──────── EXTRACT
- Sire: Vaguely Noble
- Grandsire: Vienna
- Dam: Gazala
- Damsire: Dark Star
- Sex: Stallion
- Foaled: 27 January 1977
- Country: United States
- Colour: Bay
- Breeder: Nelson Bunker Hunt
- Owner: Robert Sangster Gainesway Farm
- Trainer: Vincent O'Brien Charles E. Whittingham
- Record: 10: 4-1-2

Major wins
- Gallinule Stakes (1980) Blandford Stakes (1980) Irish St Leger (1980)

Awards
- Timeform rating 120 (1980)

= Gonzales (horse) =

American-bred Thoroughbred racehorse

Gonzales (27 January 1977 - after 1996) was an American-bred Thoroughbred racehorse and sire. Unraced as a two-year-old he established himself as a high-class stayer in the following year winning the Gallinule Stakes, Blandford Stakes, and Irish St Leger as well as starting favourite for the Prix du Jockey Club. He was then sent to the United States where he was campaigned for two years to little effect. He made little impact as a breeding stallion.
────────────────
──────── DATASET CONTENT
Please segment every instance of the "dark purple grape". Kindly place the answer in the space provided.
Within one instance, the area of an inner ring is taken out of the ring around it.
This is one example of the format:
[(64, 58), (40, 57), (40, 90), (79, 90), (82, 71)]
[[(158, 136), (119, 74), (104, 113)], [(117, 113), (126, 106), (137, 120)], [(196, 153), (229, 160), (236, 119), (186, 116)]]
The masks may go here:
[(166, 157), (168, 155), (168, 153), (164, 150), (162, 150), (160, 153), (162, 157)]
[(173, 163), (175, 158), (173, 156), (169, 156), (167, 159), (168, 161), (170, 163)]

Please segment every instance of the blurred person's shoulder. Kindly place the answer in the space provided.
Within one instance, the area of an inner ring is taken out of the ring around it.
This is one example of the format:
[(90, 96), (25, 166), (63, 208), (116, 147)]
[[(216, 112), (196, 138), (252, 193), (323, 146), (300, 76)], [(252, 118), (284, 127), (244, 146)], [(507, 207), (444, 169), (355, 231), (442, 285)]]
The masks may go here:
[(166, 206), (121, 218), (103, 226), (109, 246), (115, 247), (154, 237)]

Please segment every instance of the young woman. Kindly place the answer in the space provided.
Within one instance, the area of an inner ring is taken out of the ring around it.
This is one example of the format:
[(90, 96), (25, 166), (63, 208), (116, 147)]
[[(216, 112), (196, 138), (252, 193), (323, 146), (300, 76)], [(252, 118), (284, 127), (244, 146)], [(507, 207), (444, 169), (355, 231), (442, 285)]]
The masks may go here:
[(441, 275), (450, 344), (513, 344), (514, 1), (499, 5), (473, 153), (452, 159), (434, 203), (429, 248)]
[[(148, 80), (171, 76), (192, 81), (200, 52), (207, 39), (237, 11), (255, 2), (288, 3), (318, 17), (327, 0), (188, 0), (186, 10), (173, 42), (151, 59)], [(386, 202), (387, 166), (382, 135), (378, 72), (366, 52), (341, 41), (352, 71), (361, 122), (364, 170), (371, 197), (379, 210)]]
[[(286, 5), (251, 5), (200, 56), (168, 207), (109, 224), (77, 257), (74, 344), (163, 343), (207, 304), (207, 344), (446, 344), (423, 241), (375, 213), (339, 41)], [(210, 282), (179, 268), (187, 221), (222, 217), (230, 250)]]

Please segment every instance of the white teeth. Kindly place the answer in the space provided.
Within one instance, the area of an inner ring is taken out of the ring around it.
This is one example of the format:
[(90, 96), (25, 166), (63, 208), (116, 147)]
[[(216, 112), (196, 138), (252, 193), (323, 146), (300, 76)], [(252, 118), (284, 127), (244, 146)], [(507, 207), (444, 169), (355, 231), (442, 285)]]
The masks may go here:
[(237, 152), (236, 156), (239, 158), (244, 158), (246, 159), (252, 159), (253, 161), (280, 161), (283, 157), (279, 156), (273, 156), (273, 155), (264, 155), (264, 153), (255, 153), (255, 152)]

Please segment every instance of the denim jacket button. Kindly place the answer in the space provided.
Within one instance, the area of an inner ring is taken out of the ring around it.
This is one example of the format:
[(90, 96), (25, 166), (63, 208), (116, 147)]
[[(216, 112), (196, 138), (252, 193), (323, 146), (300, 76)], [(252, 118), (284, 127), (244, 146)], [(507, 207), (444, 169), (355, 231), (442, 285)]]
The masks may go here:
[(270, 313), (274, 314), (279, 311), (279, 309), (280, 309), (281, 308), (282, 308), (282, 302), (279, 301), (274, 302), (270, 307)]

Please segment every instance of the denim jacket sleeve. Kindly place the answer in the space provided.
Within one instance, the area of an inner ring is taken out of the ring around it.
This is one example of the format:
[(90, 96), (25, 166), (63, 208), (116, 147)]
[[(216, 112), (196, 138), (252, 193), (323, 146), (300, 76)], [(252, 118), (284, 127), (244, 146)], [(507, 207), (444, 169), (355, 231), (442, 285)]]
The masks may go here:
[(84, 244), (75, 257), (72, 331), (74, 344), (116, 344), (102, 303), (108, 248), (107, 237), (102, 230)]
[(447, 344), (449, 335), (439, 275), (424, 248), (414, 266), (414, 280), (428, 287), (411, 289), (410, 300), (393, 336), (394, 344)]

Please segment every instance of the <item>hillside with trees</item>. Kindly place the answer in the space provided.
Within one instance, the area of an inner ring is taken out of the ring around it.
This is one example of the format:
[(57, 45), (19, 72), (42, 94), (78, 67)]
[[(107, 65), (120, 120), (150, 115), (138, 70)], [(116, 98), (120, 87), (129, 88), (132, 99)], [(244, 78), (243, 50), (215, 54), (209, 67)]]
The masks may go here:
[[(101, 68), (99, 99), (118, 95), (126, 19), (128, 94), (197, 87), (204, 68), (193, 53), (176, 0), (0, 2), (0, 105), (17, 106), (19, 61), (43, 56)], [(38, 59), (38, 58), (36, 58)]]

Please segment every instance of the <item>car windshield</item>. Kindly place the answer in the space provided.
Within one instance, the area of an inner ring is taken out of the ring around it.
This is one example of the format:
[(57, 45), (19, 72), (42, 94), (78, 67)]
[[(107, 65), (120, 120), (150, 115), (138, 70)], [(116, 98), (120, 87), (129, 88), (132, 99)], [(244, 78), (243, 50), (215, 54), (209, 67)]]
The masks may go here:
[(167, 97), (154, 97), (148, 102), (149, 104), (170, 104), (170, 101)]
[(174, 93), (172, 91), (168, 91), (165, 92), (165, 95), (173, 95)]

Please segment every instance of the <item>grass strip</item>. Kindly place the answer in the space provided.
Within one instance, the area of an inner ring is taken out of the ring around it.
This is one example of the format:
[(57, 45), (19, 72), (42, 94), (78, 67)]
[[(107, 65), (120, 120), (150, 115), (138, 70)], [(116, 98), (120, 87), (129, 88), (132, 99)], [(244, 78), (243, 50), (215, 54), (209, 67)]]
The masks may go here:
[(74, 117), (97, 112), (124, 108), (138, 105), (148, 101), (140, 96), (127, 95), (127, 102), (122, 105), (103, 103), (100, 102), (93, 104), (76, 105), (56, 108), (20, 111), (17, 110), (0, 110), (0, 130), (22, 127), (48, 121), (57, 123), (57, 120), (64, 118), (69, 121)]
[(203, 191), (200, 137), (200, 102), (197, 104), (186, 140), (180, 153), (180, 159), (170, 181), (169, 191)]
────────────────
## CHALLENGE
According to the text on the racehorse Gonzales, which race did he start as favourite for?

## FINAL ANSWER
The Prix du Jockey Club.